_SET EXERCISE_: Only the lines from the line holding "Question. Place one point on every instance of the wooden beam" to the last line should be output, each exactly as given.

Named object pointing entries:
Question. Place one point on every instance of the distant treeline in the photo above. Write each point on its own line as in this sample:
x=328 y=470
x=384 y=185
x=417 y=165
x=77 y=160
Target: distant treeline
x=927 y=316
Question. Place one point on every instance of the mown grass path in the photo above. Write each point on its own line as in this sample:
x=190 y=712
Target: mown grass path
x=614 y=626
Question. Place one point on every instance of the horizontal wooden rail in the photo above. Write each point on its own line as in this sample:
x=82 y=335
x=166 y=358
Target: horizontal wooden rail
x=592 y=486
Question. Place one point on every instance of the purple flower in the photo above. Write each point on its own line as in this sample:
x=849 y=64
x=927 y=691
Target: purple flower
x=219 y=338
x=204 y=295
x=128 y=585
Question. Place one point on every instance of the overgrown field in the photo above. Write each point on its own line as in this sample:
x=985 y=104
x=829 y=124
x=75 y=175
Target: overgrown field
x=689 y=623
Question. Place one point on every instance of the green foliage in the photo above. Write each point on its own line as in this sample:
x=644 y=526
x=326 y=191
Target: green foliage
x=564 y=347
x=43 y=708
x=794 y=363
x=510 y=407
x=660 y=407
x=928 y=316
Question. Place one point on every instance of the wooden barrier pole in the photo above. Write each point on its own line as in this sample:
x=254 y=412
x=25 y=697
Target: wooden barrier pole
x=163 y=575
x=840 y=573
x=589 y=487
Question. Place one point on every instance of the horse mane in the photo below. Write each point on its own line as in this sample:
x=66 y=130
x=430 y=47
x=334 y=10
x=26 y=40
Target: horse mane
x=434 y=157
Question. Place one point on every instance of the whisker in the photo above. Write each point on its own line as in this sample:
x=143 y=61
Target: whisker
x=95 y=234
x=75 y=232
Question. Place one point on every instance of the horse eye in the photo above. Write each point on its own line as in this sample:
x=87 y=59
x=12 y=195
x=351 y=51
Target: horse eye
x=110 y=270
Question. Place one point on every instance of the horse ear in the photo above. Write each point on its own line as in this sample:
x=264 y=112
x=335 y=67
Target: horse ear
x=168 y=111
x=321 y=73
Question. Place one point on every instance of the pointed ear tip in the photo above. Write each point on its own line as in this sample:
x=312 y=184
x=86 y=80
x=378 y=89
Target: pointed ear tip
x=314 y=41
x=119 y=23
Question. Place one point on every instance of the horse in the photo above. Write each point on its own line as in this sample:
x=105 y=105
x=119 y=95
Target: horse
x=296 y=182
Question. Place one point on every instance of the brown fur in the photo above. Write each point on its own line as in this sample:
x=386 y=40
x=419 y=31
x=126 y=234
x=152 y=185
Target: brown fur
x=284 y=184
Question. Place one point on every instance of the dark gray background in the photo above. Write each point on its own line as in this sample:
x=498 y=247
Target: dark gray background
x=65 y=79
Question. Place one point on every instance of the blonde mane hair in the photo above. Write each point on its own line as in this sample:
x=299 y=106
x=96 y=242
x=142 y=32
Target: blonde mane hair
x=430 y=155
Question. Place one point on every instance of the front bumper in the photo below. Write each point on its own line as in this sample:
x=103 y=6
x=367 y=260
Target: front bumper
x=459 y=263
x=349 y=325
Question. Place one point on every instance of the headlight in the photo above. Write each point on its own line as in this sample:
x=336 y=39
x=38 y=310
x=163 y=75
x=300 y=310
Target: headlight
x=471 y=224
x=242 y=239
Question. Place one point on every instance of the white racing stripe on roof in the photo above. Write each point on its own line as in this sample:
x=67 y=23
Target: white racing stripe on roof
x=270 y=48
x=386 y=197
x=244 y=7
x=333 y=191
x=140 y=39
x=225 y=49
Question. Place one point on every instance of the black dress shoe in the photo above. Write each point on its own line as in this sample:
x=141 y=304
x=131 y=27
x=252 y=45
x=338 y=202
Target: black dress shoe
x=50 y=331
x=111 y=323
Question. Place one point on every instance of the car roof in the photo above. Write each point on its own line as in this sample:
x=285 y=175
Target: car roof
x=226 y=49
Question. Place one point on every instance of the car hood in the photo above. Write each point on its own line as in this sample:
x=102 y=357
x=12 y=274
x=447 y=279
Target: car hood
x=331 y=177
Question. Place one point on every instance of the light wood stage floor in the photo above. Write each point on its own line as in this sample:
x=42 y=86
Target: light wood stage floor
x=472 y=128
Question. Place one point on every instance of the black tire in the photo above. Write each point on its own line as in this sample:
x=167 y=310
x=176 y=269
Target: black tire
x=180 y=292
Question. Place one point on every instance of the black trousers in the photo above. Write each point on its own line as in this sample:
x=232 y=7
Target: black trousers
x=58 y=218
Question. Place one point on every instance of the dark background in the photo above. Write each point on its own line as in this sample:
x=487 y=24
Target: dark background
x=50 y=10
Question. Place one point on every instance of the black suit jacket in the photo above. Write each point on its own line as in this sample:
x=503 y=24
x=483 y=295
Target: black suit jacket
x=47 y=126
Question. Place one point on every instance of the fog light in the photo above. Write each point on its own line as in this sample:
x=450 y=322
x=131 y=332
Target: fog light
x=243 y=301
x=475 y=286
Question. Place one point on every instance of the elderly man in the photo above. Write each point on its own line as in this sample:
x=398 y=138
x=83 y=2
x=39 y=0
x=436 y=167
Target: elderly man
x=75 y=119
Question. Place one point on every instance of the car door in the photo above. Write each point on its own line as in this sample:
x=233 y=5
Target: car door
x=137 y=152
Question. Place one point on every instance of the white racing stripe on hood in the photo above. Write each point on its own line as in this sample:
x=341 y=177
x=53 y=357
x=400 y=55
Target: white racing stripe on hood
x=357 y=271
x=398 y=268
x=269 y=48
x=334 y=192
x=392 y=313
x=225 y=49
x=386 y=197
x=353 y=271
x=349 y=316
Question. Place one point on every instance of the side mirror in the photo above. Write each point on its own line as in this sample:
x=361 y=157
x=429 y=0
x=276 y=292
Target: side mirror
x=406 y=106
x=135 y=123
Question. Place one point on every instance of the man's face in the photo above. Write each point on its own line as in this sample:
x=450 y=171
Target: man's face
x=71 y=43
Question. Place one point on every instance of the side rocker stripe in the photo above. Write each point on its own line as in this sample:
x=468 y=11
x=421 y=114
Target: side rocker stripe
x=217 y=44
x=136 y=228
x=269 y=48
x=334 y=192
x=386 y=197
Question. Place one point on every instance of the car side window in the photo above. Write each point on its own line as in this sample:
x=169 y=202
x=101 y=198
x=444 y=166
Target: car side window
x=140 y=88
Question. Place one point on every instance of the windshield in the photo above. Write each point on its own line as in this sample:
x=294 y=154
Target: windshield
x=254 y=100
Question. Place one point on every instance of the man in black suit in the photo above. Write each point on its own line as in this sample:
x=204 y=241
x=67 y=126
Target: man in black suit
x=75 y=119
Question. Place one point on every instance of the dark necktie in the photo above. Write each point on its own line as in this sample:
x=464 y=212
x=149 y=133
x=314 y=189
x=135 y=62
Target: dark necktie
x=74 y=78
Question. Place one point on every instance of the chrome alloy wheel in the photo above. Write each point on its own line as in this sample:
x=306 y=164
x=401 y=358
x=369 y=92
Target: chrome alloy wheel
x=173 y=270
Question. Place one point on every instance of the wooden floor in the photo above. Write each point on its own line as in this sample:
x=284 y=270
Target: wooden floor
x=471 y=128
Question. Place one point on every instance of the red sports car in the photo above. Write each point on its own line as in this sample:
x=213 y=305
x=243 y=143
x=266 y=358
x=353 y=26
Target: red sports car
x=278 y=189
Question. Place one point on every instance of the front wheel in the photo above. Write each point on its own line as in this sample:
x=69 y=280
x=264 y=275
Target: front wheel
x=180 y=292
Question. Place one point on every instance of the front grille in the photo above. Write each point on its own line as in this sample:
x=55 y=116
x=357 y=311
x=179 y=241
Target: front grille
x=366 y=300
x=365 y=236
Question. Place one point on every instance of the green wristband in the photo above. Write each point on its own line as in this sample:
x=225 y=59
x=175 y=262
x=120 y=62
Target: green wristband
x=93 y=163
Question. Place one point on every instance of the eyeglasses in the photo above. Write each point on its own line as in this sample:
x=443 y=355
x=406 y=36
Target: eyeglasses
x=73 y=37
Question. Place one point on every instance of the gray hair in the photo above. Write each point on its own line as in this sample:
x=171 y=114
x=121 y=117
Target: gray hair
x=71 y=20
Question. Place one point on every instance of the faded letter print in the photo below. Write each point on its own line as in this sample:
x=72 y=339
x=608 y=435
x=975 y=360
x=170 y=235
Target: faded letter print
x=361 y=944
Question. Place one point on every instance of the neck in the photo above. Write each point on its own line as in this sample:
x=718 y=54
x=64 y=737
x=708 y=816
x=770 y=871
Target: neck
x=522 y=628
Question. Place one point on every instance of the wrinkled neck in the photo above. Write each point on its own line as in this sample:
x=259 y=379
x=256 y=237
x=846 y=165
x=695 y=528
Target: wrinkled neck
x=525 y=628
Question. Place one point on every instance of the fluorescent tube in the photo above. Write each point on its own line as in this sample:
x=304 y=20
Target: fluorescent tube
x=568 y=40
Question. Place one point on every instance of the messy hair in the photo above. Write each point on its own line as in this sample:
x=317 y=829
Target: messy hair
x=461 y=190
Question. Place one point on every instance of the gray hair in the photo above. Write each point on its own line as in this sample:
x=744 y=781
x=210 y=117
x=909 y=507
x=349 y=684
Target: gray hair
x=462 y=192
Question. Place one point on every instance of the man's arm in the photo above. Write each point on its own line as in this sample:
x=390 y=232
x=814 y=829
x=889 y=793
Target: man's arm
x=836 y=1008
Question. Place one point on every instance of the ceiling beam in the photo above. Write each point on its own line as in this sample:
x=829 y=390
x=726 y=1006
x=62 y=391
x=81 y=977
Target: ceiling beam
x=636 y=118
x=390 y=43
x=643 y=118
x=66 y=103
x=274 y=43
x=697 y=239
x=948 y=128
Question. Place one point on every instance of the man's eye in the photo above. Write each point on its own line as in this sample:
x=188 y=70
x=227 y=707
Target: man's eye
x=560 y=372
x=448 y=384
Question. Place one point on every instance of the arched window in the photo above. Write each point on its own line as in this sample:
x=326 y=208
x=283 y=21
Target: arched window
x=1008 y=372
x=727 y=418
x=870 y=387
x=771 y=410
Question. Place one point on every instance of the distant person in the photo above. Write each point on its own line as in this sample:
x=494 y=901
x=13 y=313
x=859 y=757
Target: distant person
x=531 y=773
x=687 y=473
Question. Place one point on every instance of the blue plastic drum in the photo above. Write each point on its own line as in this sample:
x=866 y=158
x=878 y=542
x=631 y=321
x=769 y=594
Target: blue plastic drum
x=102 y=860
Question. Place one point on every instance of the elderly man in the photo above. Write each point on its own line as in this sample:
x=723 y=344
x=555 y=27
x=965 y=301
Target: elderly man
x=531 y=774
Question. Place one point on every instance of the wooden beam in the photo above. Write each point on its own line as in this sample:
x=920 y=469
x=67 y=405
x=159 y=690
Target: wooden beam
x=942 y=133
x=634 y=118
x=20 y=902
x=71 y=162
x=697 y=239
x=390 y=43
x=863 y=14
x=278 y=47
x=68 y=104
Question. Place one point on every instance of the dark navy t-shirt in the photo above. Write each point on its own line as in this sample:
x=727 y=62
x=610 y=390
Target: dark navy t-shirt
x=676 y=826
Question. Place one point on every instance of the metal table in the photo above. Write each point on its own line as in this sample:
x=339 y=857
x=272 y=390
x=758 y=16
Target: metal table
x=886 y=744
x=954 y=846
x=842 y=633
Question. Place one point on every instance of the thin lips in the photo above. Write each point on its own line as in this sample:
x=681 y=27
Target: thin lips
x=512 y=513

_WORKED ANSWER_:
Question. Place one point on every instance of the wooden beam in the photo above. Write each point on its own line as in this sample:
x=920 y=469
x=67 y=405
x=159 y=690
Target: wooden beam
x=942 y=133
x=634 y=118
x=20 y=902
x=71 y=162
x=697 y=239
x=390 y=43
x=863 y=14
x=278 y=47
x=68 y=104
Question. Place one point on every instance of the dark navy t-shirt in the photo above. Write each point on its own line as in this sample:
x=727 y=62
x=610 y=390
Target: dark navy t-shirt
x=676 y=826
Question. Place one point on every instance of the metal table in the photo above. Write each point on its own line as in this sample:
x=339 y=857
x=272 y=390
x=758 y=16
Target: metal table
x=886 y=744
x=954 y=846
x=842 y=633
Question. Place one point on every instance of the thin lips in the photo above. Write each point on its own line as in this sample:
x=681 y=27
Target: thin lips
x=512 y=513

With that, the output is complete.